*作業内容*:
• a. スパッタリング法に関する文章で、【】に囲まれている語句はどれですか。すべて挙げてください。
• b. スパッタリング法に関する文章にある次の一文を英語に訳すと、どうなりますか。「他の方法として、複数の元素を含有する1枚の複合ターゲットを単一ターゲットとしてスパッタリングする方法が挙げられる。」
• c. スパッタリング法に関する文章を、最後の文の後から再開して書き継いでください。

*提示文*:
******************************

【文献】
Journal of Semiconductors,2010年,Vol.31, No.8,pp.083005-1〜083005-3,ISSN 1674-4926
(58)【調査した分野】(Int.Cl.,DB名)
【発明の概要】
【発明が解決しようとする課題】
【0007】
ここで、前述の材料からなるMn−Zn−Ma−O系記録層のように、複数種の元素を含有する層をスパッタリング法で形成する方法の一つとして、特許文献1に開示されているように、それぞれの元素からなる複数のターゲットをスパッタする多元スパッタ法が挙げられる。他の方法として、複数の元素を含有する1枚の複合ターゲットを単一ターゲットとしてスパッタリングする方法が挙げられる。ここで、多元スパッタ法は、装置が大型化してコストアップ要因になる上、組成ずれが生じやすいという欠点があるため、量産化の観点では1枚の複合ターゲットを用いて、DC(直流)スパッタリング法を用いる方が好ましい。

******************************

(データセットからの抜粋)

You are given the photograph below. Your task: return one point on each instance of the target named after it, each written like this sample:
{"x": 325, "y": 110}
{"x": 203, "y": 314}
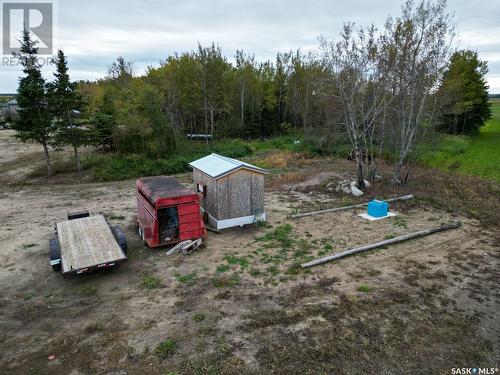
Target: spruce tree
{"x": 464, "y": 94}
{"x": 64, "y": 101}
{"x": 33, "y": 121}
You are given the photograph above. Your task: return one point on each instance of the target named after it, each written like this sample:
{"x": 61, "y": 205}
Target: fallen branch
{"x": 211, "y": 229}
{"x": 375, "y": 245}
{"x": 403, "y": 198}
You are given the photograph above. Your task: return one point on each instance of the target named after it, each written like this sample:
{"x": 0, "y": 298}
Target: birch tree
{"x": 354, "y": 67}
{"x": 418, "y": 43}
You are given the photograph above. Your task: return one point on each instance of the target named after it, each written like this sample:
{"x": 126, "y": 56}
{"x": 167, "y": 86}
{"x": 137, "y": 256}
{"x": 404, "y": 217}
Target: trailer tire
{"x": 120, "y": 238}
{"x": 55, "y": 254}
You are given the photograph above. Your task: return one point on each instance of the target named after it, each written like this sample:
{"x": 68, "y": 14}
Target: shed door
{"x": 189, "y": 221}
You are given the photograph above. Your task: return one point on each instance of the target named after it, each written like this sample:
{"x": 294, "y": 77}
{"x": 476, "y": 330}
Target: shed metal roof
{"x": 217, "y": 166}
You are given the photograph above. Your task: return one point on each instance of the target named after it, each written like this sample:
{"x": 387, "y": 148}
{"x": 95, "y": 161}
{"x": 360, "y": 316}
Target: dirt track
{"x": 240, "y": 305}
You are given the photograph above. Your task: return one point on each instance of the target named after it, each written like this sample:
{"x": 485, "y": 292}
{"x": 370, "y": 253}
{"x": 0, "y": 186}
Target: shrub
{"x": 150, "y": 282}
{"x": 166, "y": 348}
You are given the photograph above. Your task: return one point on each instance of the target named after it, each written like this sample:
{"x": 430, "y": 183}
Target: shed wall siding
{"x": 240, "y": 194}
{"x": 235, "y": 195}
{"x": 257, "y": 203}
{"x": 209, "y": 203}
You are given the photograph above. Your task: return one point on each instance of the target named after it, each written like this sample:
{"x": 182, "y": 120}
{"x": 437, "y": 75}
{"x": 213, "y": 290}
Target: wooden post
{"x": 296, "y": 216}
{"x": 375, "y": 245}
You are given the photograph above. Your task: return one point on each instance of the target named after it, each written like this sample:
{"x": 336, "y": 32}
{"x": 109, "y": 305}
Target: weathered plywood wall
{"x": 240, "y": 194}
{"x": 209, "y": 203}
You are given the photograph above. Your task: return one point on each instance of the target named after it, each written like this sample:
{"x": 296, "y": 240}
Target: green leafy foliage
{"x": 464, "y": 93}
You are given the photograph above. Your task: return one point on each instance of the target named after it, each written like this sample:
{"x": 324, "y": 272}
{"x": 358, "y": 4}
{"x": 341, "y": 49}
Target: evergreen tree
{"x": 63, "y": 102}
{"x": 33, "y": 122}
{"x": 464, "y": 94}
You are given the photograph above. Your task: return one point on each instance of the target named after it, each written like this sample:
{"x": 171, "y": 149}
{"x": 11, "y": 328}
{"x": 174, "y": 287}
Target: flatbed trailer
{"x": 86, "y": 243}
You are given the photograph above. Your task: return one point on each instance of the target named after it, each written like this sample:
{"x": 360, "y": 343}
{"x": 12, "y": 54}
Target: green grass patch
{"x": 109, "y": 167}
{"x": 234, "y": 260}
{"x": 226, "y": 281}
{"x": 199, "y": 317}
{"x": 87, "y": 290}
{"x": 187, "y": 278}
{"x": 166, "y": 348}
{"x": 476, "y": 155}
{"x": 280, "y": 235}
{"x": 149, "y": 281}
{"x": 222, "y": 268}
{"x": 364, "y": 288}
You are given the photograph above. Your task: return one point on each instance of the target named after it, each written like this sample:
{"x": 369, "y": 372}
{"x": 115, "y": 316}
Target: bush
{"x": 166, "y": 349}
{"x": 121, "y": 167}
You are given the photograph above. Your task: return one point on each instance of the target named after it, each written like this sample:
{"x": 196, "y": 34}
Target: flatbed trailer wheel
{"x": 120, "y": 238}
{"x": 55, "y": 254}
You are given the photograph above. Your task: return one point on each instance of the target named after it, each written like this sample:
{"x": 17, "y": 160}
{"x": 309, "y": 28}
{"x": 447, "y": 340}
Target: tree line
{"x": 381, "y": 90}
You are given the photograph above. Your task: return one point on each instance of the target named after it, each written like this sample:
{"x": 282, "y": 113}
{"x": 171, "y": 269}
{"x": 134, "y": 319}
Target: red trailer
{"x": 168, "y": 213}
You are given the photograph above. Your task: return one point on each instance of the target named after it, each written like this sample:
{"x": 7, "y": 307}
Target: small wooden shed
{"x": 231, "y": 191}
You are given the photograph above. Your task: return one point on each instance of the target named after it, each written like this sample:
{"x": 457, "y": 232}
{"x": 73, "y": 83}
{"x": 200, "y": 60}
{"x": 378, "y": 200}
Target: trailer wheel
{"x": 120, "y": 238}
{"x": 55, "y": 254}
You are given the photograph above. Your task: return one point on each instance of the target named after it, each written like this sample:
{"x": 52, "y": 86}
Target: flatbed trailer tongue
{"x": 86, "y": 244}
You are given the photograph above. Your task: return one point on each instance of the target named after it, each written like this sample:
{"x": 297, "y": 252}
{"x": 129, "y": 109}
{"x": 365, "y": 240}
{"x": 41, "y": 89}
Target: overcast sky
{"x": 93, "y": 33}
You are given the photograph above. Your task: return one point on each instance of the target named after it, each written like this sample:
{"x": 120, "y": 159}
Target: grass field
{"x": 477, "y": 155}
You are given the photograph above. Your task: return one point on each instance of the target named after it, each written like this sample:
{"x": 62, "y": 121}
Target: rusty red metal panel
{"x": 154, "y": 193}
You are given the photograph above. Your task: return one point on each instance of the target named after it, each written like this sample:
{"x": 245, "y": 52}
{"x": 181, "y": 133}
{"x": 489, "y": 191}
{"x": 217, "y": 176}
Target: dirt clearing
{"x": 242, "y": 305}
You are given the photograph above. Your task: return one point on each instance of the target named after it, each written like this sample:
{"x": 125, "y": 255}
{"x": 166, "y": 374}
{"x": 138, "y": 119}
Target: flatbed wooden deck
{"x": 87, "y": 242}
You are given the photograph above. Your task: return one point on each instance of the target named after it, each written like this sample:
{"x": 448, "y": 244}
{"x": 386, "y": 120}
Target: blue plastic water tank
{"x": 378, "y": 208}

******************************

*解答*:
• a. 【文献】、【調査した分野】、【発明の概要】、【発明が解決しようとする課題】、【0007】

• b. Another method is to sputter a single composite target containing multiple elements as a single target.

• c.
【0008】
前掲の特許文献1は、情報記録媒体作製用のスパッタリングターゲットとして、Mnの酸化物を含み、上記Mnの酸化物の一部または全部は、Mnの価数が+4未満の酸化物状態で存在するターゲットを提案し、このターゲットにおいて、上記酸化物状態で存在するMnの酸化物は、熱分解しないMn
3O
4であることが好ましいことが提案されている。さらに、このターゲットは、Mn以外の金属または該金属の酸化物をさらに含んでもよく、上記金属は、Sn、Zn、Bi、Ge、Co、W、CuおよびAlからなる群より選ばれる1種以上であることが提案されている。さらに、Zr、Al、Ta、Mo、Si、Mg、Hf、V、Ti、Sb及びTeのうち、任意の金属元素が添加されてもよいことが提案されている。
【0009】
しかしながら、特許文献1は、具体的なMn−Zn−O系の複合スパッタリングターゲットについては言及していない。Mnと、Znと、元素X(ただし、XはWまたはMoである)と、Oとを成分組成に含むMn−Zn−O系の複合スパッタリングターゲットは、これまでのところ確立されていないのである。
【0010】
そこで、本発明は、元素X(ただし、XはWまたはMoである)を含むMn−Zn−O系スパッタリングターゲット及びその製造方法を提供することを目的とする。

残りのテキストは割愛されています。